[Start Information provided]

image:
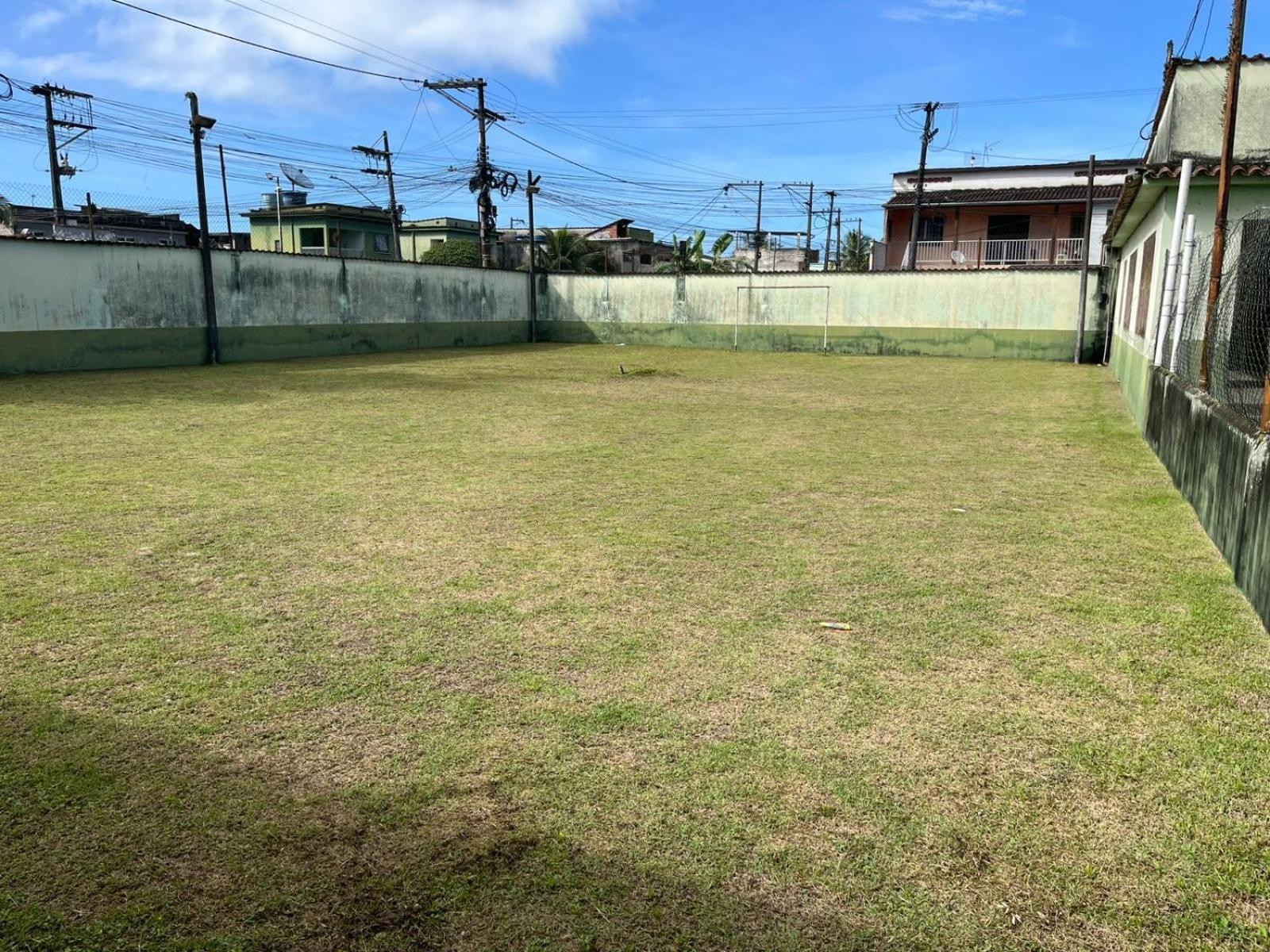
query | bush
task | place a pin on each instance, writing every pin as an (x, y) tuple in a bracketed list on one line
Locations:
[(461, 253)]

[End Information provided]

**What is being asked**
Reproduce every line of the records above word for word, leaving out the pictures.

**Response for this exercise**
image:
query | bush
task | place a pin on each instance, writing every pin as an (x, y) tuple in a bracketed list on one line
Locations:
[(461, 253)]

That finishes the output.